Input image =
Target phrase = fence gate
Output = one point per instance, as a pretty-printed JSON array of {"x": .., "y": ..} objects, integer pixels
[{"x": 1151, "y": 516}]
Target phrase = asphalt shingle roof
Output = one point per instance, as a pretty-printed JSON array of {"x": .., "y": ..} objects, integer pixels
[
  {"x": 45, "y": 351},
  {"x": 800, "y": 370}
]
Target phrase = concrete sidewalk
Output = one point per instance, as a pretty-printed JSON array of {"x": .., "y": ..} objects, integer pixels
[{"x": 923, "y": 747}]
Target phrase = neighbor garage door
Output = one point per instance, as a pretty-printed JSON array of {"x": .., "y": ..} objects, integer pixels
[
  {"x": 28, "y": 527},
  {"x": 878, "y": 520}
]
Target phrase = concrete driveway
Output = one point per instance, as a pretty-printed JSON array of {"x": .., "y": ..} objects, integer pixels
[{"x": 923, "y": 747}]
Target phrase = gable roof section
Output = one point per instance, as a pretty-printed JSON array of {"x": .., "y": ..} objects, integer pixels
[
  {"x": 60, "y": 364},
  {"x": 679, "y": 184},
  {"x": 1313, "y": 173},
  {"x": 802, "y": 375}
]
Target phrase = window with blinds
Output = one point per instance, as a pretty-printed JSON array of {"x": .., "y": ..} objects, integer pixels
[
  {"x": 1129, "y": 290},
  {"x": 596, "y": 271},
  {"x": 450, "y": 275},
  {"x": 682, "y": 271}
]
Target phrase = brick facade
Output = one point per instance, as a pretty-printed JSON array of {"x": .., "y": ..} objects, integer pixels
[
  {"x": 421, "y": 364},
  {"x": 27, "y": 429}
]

* * *

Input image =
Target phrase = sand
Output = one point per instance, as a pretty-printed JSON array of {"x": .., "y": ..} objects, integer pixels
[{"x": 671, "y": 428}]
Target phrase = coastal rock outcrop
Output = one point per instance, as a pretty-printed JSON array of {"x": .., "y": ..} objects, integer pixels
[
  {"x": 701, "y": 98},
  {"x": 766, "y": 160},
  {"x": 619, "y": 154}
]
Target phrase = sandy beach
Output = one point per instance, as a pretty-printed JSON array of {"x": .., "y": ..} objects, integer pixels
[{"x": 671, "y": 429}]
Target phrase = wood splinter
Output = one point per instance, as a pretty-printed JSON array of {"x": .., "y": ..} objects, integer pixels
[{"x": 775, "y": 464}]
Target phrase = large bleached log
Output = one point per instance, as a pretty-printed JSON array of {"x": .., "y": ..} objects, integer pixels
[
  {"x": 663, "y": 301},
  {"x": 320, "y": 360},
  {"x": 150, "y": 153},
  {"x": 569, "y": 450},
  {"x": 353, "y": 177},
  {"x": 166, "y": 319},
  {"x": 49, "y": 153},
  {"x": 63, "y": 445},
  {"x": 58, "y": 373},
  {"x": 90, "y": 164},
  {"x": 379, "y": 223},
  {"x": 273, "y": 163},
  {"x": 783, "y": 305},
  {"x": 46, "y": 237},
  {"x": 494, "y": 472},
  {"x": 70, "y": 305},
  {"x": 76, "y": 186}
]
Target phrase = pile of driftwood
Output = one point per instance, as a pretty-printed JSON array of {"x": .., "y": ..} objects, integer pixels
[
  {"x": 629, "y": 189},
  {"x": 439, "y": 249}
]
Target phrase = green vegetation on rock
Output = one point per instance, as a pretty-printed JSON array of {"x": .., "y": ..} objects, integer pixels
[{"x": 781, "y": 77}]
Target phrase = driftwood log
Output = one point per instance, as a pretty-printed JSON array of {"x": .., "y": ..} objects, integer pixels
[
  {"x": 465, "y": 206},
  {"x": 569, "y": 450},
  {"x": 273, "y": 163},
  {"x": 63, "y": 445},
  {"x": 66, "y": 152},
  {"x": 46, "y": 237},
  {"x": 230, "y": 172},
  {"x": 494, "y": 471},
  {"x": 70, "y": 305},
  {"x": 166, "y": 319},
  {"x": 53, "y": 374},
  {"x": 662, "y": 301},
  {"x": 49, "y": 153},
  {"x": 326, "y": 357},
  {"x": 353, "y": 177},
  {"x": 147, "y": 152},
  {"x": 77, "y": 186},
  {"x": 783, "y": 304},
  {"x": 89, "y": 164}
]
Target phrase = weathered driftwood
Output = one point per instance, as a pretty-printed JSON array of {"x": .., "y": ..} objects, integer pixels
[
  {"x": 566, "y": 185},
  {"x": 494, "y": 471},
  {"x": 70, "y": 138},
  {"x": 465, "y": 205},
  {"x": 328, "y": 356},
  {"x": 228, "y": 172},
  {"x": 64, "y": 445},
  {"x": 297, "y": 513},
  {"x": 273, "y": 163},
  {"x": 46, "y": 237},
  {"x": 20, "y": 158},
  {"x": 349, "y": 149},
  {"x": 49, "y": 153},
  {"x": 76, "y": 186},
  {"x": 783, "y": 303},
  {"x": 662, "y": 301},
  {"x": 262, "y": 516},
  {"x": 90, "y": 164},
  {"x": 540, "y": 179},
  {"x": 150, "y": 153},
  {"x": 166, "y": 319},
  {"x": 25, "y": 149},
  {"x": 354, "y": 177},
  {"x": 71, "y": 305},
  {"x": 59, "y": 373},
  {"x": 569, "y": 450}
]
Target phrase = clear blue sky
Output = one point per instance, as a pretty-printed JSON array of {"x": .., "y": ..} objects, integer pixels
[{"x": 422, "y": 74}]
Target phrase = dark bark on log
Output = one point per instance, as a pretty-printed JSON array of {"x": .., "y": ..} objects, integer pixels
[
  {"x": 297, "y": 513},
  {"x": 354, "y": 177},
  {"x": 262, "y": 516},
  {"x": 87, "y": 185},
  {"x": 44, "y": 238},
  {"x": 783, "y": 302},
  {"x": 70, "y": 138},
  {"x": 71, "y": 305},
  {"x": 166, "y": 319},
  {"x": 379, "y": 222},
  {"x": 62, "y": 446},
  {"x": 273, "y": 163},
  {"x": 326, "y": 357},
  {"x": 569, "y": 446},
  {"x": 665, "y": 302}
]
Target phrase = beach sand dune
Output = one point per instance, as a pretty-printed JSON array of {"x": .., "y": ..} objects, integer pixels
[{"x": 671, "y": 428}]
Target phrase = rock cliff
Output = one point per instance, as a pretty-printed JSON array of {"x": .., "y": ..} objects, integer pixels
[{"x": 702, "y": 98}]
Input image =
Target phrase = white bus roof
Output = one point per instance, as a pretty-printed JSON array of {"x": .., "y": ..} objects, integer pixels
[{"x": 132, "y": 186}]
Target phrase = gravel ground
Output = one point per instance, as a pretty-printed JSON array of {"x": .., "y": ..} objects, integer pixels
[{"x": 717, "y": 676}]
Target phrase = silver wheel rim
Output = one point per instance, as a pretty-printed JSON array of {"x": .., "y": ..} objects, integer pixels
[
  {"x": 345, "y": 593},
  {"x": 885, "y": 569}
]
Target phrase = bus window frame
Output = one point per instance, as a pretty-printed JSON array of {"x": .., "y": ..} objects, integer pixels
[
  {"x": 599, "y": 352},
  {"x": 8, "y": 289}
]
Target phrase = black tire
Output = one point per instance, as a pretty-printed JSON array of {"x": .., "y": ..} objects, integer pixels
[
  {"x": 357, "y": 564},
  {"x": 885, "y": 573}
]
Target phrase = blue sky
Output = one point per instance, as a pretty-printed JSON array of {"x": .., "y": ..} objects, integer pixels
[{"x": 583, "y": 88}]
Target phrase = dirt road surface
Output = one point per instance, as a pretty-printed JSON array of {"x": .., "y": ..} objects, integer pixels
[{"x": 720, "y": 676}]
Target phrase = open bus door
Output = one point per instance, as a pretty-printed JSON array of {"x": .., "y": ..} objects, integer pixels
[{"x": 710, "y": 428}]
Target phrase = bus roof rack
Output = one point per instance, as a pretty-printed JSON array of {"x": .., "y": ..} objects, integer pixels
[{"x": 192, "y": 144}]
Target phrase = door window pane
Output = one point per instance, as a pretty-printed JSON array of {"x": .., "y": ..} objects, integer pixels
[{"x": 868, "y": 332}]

* **The request**: Please go through the data above and keep only the lines that contain the string "blue". Copy each of those lines unchanged.

* **Correct answer**:
Target phrase = clear blue sky
Target phrase = blue sky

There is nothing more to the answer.